Listing →
<<<<
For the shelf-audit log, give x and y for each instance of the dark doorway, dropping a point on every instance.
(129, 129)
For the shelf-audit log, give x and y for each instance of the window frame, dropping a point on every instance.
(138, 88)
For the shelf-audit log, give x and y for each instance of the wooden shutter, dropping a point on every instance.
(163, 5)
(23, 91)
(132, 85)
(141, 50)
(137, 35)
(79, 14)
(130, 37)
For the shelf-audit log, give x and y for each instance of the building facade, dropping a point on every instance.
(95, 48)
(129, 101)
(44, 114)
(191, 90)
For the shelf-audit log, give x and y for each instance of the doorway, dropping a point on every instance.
>>>>
What to work on →
Copy the listing from the line containing "facade, dropping a point on every instance." through its end, replacing "shelf-audit log" with "storefront survey" and keeping everything else the same.

Final result →
For the storefront survey, give x and y for each instance of the building facade, dropping a point on every instance.
(95, 48)
(129, 101)
(44, 114)
(191, 90)
For the storefront survey, give x and y for each instance of the doorway, dropping a point on every instance.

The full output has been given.